(Entradas de dados extraídos)
= = = = = = =

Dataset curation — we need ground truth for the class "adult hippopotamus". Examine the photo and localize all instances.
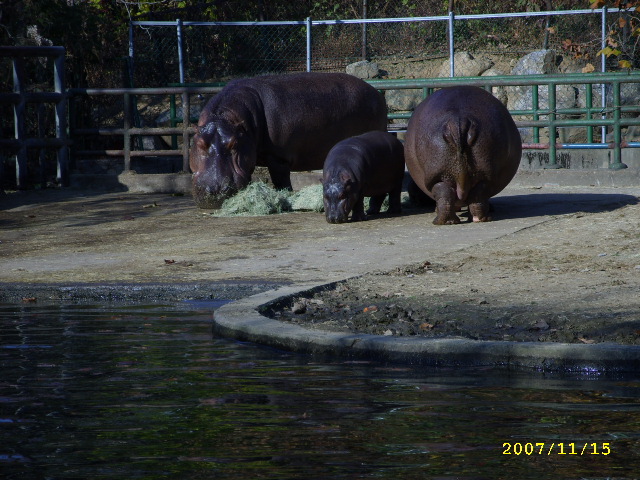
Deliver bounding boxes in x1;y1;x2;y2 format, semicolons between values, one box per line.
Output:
322;131;404;223
189;73;387;208
405;86;522;225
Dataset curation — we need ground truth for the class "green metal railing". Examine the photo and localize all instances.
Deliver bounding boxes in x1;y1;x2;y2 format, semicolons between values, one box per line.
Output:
69;72;640;171
369;72;640;170
166;72;640;170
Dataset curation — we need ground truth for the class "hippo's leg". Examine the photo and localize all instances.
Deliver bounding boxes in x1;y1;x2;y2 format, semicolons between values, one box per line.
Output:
387;184;402;214
431;182;460;225
469;200;491;222
469;182;492;222
267;158;293;190
367;193;387;215
351;196;367;222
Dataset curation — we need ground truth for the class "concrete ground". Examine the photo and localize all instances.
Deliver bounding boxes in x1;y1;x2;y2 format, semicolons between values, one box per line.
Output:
0;170;640;372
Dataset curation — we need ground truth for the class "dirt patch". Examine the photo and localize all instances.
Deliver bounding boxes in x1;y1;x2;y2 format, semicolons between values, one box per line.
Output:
271;205;640;345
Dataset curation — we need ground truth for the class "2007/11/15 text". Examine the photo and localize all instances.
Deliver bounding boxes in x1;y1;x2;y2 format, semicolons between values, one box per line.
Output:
502;442;611;455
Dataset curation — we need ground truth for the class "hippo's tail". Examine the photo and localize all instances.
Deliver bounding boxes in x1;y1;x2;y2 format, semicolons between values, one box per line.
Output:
442;117;478;152
442;117;478;202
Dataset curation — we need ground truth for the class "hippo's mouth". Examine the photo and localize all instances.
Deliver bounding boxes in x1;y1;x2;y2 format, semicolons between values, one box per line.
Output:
192;185;237;210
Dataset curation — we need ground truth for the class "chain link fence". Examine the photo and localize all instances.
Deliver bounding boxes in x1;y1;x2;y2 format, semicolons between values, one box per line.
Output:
129;9;635;87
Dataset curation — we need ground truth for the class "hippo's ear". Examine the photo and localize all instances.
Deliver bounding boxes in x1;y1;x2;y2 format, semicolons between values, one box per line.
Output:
195;135;210;150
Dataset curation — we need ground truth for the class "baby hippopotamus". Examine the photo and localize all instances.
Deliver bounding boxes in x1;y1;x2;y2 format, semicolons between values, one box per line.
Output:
322;131;404;223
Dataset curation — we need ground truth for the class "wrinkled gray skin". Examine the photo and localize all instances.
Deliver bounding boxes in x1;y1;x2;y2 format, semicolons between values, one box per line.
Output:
322;132;404;223
189;73;387;208
405;86;522;225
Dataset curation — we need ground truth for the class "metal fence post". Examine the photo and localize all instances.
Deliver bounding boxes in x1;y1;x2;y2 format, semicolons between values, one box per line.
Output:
176;18;184;83
307;17;312;72
600;7;607;143
13;57;27;189
53;53;69;187
448;10;456;77
609;80;627;170
547;83;559;168
127;22;135;88
362;0;367;60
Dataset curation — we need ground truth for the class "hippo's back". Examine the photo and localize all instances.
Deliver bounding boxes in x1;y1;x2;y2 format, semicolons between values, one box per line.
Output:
405;86;522;196
251;72;387;170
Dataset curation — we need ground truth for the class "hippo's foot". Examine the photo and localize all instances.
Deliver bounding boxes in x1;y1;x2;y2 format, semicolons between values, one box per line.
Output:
433;212;460;225
469;201;491;222
367;194;387;215
351;211;367;222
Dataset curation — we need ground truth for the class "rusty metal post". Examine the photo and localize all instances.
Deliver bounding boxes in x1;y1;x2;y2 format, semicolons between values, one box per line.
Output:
53;53;70;187
182;91;191;172
12;56;27;189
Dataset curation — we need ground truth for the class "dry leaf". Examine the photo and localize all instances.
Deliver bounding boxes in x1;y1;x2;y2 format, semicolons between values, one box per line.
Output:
582;63;596;73
531;320;549;331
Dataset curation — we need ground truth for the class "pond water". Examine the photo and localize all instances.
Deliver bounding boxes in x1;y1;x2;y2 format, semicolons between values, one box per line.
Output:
0;303;640;480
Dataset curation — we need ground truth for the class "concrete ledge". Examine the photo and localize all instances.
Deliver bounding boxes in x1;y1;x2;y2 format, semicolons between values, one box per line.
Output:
214;284;640;375
510;168;640;187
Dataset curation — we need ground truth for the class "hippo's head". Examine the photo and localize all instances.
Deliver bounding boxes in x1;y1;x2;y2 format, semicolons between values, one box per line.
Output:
322;173;359;223
189;116;256;208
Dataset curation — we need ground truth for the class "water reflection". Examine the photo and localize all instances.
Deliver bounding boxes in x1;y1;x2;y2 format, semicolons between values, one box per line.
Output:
0;303;640;480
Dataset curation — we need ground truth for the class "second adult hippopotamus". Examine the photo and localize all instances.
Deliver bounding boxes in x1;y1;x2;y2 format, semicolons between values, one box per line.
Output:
322;132;404;223
189;72;387;208
405;86;522;225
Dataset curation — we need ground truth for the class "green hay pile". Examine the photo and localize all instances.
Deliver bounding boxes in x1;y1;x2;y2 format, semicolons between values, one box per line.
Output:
217;182;291;217
214;181;412;217
215;181;324;217
290;183;324;212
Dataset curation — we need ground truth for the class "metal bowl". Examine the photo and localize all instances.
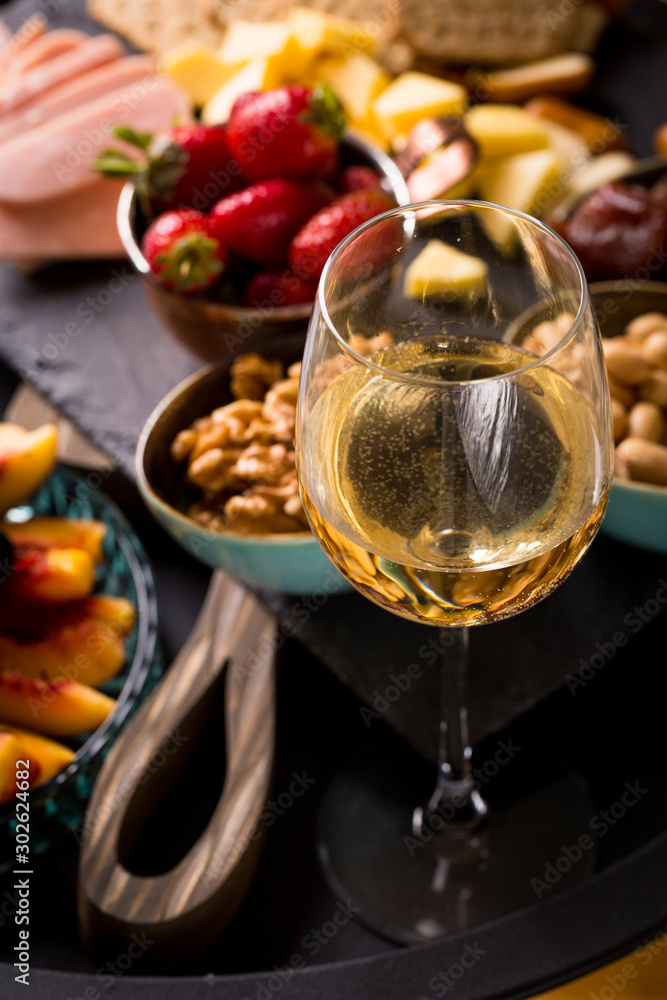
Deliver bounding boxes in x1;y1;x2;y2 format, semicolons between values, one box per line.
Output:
590;279;667;552
117;135;410;361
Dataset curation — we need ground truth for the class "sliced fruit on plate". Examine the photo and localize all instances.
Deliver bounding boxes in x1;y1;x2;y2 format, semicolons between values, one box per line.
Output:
0;598;134;692
0;670;116;736
0;726;74;802
7;546;95;601
0;423;58;513
2;517;107;563
403;240;489;299
0;729;38;806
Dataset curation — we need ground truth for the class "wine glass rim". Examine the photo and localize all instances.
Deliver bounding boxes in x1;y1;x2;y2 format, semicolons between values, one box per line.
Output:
317;198;588;386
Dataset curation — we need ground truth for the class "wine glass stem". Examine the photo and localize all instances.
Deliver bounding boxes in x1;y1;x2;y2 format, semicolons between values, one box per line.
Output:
413;628;487;839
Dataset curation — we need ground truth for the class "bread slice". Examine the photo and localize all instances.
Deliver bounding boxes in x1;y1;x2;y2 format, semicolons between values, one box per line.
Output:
401;0;588;65
87;0;224;53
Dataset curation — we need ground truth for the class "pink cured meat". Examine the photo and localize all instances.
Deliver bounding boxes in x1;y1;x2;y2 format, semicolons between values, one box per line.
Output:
2;28;88;81
0;56;155;143
0;77;191;205
0;177;123;263
0;35;124;114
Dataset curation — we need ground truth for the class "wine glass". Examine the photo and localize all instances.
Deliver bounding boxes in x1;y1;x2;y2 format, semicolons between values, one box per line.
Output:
297;201;612;943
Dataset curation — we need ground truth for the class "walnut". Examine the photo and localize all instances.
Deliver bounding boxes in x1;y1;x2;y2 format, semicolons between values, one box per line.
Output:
171;354;308;535
171;427;197;462
225;486;303;535
230;354;283;399
262;378;299;441
232;444;295;486
188;448;241;493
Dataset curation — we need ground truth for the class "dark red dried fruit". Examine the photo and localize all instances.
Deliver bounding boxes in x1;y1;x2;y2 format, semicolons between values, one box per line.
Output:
559;182;667;281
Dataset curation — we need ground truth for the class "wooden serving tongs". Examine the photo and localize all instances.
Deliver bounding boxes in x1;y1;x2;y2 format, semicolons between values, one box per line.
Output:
78;571;276;972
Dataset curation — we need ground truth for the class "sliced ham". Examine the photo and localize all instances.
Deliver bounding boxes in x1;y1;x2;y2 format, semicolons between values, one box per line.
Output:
0;56;155;143
0;177;123;262
0;14;46;78
0;77;191;205
0;28;88;83
0;35;124;114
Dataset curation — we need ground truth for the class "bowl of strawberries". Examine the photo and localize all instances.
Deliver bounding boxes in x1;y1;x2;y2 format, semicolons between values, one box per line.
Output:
112;84;409;361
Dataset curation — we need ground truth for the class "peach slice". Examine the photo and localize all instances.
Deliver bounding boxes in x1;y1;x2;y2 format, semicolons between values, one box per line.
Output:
0;726;74;788
0;517;107;563
0;617;125;688
84;594;137;635
9;548;95;602
0;729;38;805
0;670;116;736
0;423;58;512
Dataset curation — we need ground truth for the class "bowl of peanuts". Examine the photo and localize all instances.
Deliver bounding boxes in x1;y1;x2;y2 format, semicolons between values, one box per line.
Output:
590;279;667;552
135;334;349;595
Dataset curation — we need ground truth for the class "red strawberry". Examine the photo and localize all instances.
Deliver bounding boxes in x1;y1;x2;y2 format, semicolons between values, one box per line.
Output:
243;268;317;309
338;166;384;194
210;178;330;265
288;191;395;281
93;125;242;214
141;208;227;295
227;84;345;181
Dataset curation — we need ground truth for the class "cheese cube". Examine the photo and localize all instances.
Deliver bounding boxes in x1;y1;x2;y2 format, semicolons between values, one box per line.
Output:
372;71;468;139
201;59;277;125
403;240;489;299
218;18;290;66
465;104;549;156
477;149;563;249
158;42;239;108
287;6;375;62
319;52;390;122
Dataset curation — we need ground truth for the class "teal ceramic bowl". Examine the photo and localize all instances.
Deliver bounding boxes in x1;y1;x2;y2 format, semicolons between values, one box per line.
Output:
590;279;667;552
135;333;349;596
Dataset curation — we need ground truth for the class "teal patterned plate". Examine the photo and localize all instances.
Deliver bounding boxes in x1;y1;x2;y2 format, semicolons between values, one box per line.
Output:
0;466;163;871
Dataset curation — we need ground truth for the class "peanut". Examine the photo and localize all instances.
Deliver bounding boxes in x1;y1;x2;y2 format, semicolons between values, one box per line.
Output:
611;396;628;441
641;327;667;371
625;313;667;340
639;368;667;407
602;337;651;385
616;437;667;485
607;372;635;410
627;400;665;441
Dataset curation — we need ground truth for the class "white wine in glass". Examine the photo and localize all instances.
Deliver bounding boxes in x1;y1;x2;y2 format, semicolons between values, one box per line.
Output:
297;202;612;942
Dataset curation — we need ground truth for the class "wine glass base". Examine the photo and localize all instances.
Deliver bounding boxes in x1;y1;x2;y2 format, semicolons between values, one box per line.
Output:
318;739;597;944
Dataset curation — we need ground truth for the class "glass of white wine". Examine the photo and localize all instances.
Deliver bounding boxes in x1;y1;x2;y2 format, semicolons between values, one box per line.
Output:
297;201;612;943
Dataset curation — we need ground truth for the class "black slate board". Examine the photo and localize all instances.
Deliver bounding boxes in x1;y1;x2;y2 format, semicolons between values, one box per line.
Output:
0;0;667;757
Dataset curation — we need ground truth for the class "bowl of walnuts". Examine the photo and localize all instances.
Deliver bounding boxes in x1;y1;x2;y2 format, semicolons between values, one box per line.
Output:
136;335;348;595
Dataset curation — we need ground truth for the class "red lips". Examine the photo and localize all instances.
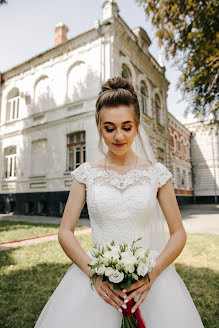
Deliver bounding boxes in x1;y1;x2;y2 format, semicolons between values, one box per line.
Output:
113;143;126;148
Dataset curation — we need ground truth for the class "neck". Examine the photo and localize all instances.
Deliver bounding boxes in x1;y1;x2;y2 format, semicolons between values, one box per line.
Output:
106;149;136;165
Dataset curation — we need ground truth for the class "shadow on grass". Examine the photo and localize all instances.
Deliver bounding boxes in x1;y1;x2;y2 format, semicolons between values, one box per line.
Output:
0;258;219;328
0;220;59;233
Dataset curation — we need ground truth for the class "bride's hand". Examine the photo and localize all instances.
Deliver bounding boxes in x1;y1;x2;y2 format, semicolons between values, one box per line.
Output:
123;270;157;313
94;276;127;312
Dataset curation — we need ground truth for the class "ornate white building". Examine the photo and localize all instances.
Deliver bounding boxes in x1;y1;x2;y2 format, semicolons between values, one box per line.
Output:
186;120;219;204
168;113;193;204
0;0;192;216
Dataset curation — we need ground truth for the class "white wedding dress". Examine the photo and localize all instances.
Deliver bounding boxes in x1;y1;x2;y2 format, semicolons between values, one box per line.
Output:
35;162;204;328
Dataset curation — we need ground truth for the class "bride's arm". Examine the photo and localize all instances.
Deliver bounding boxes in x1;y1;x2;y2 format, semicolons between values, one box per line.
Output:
121;179;187;311
58;179;91;277
156;179;187;275
58;179;126;312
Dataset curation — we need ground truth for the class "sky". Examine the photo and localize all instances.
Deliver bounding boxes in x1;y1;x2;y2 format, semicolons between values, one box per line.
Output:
0;0;188;122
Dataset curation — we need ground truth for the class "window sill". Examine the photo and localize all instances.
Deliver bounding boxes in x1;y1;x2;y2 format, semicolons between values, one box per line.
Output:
2;177;17;182
28;175;46;179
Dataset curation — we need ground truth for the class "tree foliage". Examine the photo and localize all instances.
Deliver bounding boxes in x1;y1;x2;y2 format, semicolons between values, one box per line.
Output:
136;0;219;118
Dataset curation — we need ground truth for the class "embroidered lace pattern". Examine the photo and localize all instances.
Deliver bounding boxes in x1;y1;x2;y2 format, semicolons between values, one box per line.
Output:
71;162;172;247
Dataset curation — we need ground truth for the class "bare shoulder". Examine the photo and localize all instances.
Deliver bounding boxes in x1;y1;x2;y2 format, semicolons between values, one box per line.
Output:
89;157;104;169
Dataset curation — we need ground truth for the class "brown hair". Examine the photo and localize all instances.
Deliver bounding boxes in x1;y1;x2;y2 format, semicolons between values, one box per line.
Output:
95;76;140;154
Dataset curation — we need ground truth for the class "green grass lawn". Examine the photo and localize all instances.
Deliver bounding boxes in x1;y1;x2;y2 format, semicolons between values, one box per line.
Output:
0;221;85;243
0;234;219;328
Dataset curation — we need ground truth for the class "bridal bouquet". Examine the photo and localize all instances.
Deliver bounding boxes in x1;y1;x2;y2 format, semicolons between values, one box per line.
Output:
88;238;156;328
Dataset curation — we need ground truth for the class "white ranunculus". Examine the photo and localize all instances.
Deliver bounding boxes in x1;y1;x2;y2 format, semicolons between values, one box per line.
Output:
95;264;106;275
103;249;119;260
109;270;124;284
122;255;137;273
135;248;145;258
137;262;148;277
146;257;156;271
105;267;114;277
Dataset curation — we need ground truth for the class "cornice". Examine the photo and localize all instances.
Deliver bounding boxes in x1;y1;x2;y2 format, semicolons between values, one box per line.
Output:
1;28;98;83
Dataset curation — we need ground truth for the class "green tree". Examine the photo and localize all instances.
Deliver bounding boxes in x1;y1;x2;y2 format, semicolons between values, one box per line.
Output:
136;0;219;118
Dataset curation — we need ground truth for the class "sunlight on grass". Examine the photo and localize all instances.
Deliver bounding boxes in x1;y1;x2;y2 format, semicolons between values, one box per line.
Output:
0;234;219;328
0;221;86;243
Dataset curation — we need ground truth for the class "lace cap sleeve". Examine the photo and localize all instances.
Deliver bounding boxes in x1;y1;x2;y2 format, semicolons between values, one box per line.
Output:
70;162;87;184
157;162;173;188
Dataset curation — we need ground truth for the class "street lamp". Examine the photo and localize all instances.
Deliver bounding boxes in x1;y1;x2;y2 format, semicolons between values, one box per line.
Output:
94;19;102;90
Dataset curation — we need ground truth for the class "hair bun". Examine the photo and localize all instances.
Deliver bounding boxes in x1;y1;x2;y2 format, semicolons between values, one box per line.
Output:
101;76;135;94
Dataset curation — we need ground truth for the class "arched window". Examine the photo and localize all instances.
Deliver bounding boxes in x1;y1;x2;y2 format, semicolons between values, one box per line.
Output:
34;76;50;111
121;64;132;81
6;88;20;122
176;167;181;188
4;146;17;178
186;142;190;160
141;81;149;115
174;133;178;154
68;62;87;101
180;138;184;157
155;94;161;124
182;170;186;188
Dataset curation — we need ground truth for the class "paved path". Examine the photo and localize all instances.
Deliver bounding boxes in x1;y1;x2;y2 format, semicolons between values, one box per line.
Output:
0;204;219;250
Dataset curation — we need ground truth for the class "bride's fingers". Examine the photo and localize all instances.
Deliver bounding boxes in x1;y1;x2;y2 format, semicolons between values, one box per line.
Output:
106;286;126;308
109;285;127;299
123;277;146;292
100;290;122;313
124;284;151;303
131;290;149;313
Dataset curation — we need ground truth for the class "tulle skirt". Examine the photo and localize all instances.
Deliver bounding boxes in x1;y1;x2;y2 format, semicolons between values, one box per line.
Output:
34;252;204;328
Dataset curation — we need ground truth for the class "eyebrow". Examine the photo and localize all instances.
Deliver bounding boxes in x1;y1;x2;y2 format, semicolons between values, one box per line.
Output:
104;121;133;125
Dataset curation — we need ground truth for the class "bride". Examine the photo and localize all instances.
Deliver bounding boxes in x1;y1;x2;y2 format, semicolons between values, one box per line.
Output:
35;77;204;328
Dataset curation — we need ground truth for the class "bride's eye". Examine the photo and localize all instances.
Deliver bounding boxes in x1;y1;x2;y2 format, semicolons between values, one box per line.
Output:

= = = = = = =

→ TRABALHO PROPOSTO: Começando no início dos dados e terminando na linha que contém "166;72;640;170", inclusive, redimensione as coordenadas das caixas delimitadoras: reescreva todas essas linhas com o restante do texto inalterado, multiplicando cada coordenada por 0,95 e arredondando ao inteiro mais próximo, com as metades para cima. Não inclua as imagens na resposta.

→ TAREFA RESOLVIDA:
Dataset curation — we need ground truth for the class "adult hippopotamus". Examine the photo and localize all instances.
Deliver bounding boxes in x1;y1;x2;y2 format, semicolons between values, one box per line.
Output:
306;124;384;212
180;69;368;198
385;82;496;214
Dataset curation — we need ground truth for the class "green metal railing". Examine the photo and localize all instances.
Deliver bounding boxes in x1;y1;x2;y2 format, semicolons between values, one box per line.
Output:
66;68;608;162
351;68;608;162
158;68;608;162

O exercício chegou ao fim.